Passage shown –
==========
In addition to the air samples
taken Tuesday, a training session on the electronic instruments being
used to test the air was held for the group and other interested
citizens Tuesday night at St. Luke’s Lutheran Church. Ruth Breech,
southern Ohio program director for Ohio Citizen Action, is coordinating
the effort.
“It’s exciting,” said Breech, exhilarated from an
afternoon of air sampling. “This area is a hotbed. Definitely,
something needs to be done. We know that the ammonia comes from Eramet.”
Officials
with Eramet could not be reached for comment Tuesday, but have said in
the past that the company’s releases are within Ohio Environmental
Protection Agency standards.
The small group gathering data Tuesday reported sensory evidence, as well as numbers from their instrument called “The Hound.”
“You follow your nose,” Breech said. “You can feel the chemicals in the air and things begin to pop.”
Lesley
Kuhl, a member of Neighbors for Clean Air, and the wife of Dennis Kuhl,
accompanied Breech and others, gathering air samples.
“First
we got the smell,” she said. “You could even feel it in your teeth
sometimes. My eyes were hurting and by the end of the afternoon, I had
a headache.”
==========
Supplied material –
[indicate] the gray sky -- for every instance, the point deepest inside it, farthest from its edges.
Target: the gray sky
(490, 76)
==========
Short exercise 1 – In the air sampling article, on what basis have Eramet officials defended the company's releases?
Short exercise 2 – List every physical sensation or symptom that Lesley Kuhl describes in the air sampling article.
The data above has no role here.

Right answer 1 – They have said in the past that the company's releases are within Ohio Environmental Protection Agency standards.

Right answer 2 –
- The smell
- Feeling it in her teeth
- Hurting eyes
- A headache by the end of the afternoon